■ **READING PASSAGE**:
================
It says that you should actually document your claim - with statistics.

Dt. Singleton: Apparently you're sketchy when it comes to the ACA. I guess it must be the Republican in you because you certainly didn't learn compassion at Stanford or that 'University' here in Florida. I guess the elders you mention must be the wealthy elders who are covered by Cadillac health plans, unlike those 'beautiful' American plans which charge $196 per hospital stay for the first 1-10 days ; is this is your kind of compassion and concern, Doctor? We don't need a Republican-Trump disaster healthcare. Go back to school, Doctor and this time, try to learn something !

Universal Healthcare insurance is not a political football. The Democratic party is for it; the Republican party is against it. Pretty clear-cut. Similarly, the Republicans are also against Social security, medicare, medicaid, and a woman's right to choose. Hard to believe how regularly the Republican rank and file vote against their own best interests, but they do.
================
■ **INSTRUCTIONS**:
1. Repeat the healthcare comments word for word from "Universal Healthcare insurance" to "but they do.".
2. Go on with the healthcare comments, picking up after their last sentence.
The lines that come next are separate material, unrelated to the healthcare comments.

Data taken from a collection
================
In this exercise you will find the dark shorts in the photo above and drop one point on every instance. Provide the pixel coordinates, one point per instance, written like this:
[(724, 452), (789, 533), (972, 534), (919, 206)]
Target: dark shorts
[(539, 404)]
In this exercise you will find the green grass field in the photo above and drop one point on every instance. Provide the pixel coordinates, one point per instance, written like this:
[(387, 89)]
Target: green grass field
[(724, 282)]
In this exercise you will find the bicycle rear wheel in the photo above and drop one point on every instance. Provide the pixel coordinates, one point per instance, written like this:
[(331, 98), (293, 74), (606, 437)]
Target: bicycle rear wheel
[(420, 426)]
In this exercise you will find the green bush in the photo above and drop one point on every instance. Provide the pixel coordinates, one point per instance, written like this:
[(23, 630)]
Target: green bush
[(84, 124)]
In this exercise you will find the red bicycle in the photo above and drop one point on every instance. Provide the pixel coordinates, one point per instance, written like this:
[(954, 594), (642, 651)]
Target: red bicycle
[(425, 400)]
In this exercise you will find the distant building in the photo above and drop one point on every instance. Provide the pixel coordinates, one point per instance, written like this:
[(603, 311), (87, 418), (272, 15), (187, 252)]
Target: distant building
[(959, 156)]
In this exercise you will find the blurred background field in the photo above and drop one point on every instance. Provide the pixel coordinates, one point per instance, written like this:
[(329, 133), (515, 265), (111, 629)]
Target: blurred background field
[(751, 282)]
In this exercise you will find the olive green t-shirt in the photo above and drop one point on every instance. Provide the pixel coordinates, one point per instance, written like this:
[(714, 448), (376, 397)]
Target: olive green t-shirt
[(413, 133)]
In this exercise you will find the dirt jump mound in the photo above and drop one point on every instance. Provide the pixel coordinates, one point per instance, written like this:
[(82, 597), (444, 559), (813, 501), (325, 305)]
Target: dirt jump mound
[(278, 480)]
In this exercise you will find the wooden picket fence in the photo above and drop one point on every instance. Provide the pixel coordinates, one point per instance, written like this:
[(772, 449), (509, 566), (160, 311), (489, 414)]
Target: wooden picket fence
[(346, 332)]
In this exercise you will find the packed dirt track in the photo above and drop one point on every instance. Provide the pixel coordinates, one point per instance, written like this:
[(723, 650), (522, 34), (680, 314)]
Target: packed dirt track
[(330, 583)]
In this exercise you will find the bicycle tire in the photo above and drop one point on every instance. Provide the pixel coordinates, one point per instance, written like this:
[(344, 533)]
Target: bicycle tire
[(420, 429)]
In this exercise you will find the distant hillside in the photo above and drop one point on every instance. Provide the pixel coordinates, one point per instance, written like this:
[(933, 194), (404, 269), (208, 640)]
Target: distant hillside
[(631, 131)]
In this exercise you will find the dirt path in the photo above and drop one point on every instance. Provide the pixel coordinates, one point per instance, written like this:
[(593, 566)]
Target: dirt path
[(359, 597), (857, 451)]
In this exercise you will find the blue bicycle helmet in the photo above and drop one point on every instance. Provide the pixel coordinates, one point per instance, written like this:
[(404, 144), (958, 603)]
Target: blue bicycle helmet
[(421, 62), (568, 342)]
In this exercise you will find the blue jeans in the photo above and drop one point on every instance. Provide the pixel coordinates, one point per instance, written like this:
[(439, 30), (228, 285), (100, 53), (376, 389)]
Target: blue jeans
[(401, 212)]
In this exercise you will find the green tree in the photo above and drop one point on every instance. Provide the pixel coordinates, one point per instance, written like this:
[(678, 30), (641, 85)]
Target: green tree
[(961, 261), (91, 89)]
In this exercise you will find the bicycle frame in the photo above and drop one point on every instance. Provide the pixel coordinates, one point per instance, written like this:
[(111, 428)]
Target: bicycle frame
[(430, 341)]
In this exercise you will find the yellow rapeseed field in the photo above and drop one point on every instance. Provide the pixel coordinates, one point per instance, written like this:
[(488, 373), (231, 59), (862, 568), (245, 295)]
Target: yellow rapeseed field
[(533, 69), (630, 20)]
================
■ **OUTPUTS FOR THE TASKS**:
1.
Universal Healthcare insurance is not a political football. The Democratic party is for it; the Republican party is against it. Pretty clear-cut. Similarly, the Republicans are also against Social security, medicare, medicaid, and a woman's right to choose. Hard to believe how regularly the Republican rank and file vote against their own best interests, but they do.

2.
Bankrupting the government for your peoples free shi+ is not in anyone's best interests.

The opinions of Alien Life Forms do not count nor are ALFs allowed to vote. So, take a hike, Shumway, back to Malmecia or wherever!

The uninformed, uneducated proletariat are not mindful enough to know that right after the passage of the ACA in this state, its Republican leadership effectively deregulated the insurance industry by passing Senate bill 1842, so insurers could charge whatever they want in premiums and cancel whatever plans they wanted w/o legislative approval. Oh, and then conveniently blame it on the ACA... NOT!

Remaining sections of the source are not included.